* [Requirement] Could you repeat, word for word, every line from the one containing "In the photo above, where can the dark" through the final line of the records below, and nothing else?

* [Dataset]

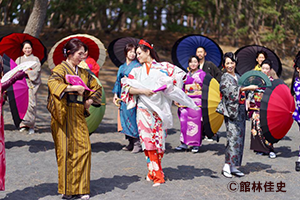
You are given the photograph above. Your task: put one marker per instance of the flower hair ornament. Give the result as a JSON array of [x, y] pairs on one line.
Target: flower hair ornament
[[65, 52], [143, 42]]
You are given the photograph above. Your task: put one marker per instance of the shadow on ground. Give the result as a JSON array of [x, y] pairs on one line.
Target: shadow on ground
[[106, 147], [99, 186], [35, 146], [254, 167], [184, 172]]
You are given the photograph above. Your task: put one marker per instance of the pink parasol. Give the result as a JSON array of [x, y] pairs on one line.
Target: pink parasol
[[18, 97]]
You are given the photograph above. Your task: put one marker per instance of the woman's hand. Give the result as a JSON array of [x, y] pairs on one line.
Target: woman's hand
[[147, 92], [88, 103], [250, 87], [115, 98], [78, 88]]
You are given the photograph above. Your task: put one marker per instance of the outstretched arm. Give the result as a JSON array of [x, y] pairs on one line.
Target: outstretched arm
[[17, 76]]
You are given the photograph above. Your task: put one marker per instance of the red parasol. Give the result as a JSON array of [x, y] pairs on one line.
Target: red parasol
[[96, 49], [276, 110], [11, 45], [17, 94], [212, 120], [116, 49]]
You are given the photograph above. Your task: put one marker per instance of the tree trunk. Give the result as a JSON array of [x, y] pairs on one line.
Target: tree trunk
[[37, 18]]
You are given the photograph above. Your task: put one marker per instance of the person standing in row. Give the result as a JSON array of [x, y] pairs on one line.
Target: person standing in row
[[150, 124], [33, 80], [190, 119], [208, 66], [258, 142], [3, 87], [232, 106], [295, 91], [127, 117], [68, 105]]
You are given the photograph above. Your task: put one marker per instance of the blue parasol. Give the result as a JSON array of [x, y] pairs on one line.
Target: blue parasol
[[186, 46]]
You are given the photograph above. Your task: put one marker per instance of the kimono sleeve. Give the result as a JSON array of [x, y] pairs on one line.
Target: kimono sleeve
[[117, 86], [97, 95], [35, 73], [56, 82], [57, 103], [126, 97], [176, 73], [230, 97]]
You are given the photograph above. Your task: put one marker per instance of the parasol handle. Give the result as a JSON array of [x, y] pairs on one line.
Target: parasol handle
[[253, 108], [117, 102], [180, 106]]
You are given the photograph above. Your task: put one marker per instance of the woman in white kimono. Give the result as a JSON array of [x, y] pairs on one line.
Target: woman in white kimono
[[33, 80], [153, 108]]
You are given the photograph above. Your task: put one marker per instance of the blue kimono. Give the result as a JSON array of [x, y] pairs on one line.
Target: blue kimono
[[127, 117]]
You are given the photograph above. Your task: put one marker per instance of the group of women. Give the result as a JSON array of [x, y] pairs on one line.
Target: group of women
[[144, 91]]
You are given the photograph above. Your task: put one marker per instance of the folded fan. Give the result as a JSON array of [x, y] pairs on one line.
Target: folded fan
[[76, 80]]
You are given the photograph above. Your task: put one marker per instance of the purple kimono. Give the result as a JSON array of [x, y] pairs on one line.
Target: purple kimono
[[296, 87], [191, 120]]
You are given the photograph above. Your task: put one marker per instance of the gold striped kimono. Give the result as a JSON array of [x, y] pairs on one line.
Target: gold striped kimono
[[69, 129]]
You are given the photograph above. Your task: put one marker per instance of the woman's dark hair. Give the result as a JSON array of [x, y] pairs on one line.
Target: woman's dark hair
[[268, 62], [190, 60], [72, 46], [262, 52], [128, 47], [296, 73], [193, 56], [1, 66], [86, 48], [229, 55], [153, 53], [202, 48], [27, 42]]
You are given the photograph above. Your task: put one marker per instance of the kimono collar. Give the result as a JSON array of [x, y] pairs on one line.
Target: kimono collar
[[70, 68], [234, 77]]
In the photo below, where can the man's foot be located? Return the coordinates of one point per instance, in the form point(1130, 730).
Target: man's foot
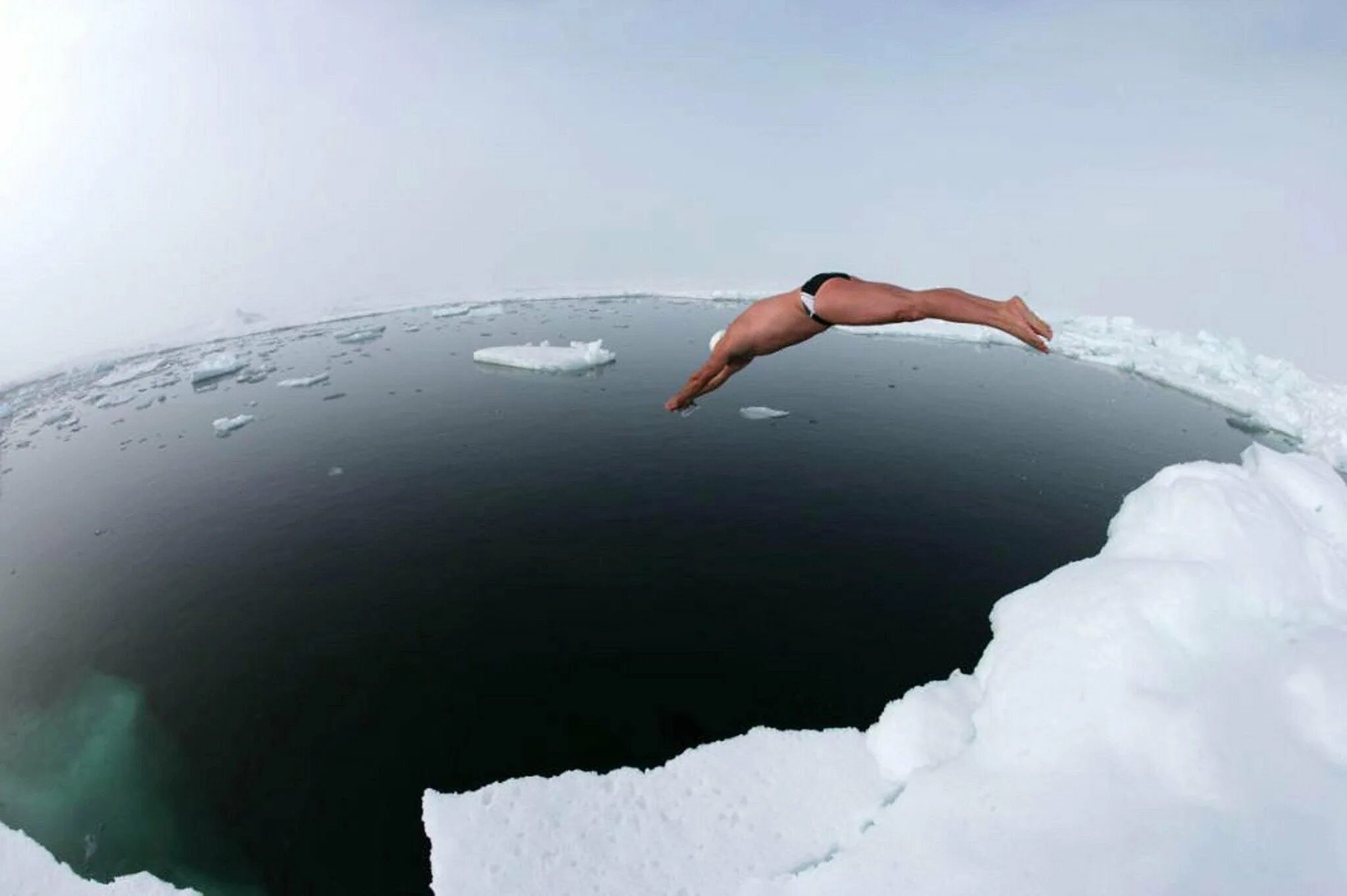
point(1027, 326)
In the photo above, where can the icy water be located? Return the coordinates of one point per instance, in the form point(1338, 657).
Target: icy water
point(237, 662)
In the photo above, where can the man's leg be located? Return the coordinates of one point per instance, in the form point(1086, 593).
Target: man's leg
point(864, 303)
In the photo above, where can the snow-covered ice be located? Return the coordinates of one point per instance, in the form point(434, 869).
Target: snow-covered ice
point(1269, 393)
point(226, 425)
point(360, 335)
point(130, 371)
point(301, 383)
point(759, 412)
point(1165, 717)
point(27, 870)
point(214, 366)
point(578, 356)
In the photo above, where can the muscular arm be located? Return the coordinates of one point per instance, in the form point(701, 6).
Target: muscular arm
point(706, 379)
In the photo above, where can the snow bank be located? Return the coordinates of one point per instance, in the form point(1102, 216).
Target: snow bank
point(759, 412)
point(578, 356)
point(27, 870)
point(1165, 717)
point(214, 366)
point(303, 383)
point(1271, 394)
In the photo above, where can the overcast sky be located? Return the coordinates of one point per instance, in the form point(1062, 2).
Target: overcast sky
point(166, 163)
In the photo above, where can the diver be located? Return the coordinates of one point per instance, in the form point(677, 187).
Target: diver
point(827, 299)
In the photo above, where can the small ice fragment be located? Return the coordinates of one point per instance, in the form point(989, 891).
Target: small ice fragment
point(758, 412)
point(214, 366)
point(301, 383)
point(226, 425)
point(360, 334)
point(578, 356)
point(131, 371)
point(487, 311)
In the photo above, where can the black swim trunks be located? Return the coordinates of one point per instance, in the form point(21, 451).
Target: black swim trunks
point(811, 288)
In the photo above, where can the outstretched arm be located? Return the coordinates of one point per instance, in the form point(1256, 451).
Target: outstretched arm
point(706, 379)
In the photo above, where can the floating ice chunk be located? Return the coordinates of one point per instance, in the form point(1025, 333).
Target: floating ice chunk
point(487, 311)
point(226, 425)
point(216, 366)
point(303, 383)
point(578, 356)
point(1168, 716)
point(26, 868)
point(758, 412)
point(360, 334)
point(131, 371)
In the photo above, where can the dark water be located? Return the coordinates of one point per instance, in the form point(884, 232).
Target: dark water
point(224, 663)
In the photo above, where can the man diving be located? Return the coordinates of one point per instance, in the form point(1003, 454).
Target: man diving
point(827, 299)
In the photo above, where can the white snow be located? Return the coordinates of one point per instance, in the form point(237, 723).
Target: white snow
point(1165, 717)
point(302, 383)
point(226, 425)
point(1273, 394)
point(213, 366)
point(130, 371)
point(759, 412)
point(27, 870)
point(578, 356)
point(487, 311)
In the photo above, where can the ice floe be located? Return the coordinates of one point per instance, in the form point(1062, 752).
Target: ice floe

* [The solution]
In the photo above, where can the dark water be located? Return the coordinates of one point per instance, in the form point(884, 232).
Target: dark water
point(224, 663)
In the photo above, where can the man diving be located? Return the coordinates of one point per instance, in the form point(1003, 454).
Target: man diving
point(827, 299)
In the photo above, where can the white snow be located? Return the coordinates of one point per instance, in the form point(237, 723).
Target: white snow
point(1165, 717)
point(302, 383)
point(226, 425)
point(1273, 394)
point(213, 366)
point(130, 371)
point(759, 412)
point(27, 870)
point(578, 356)
point(487, 311)
In the photo above, where can the ice floe be located? Return the coordinates of one point per instance, in the form point(1062, 752).
Target: ice floe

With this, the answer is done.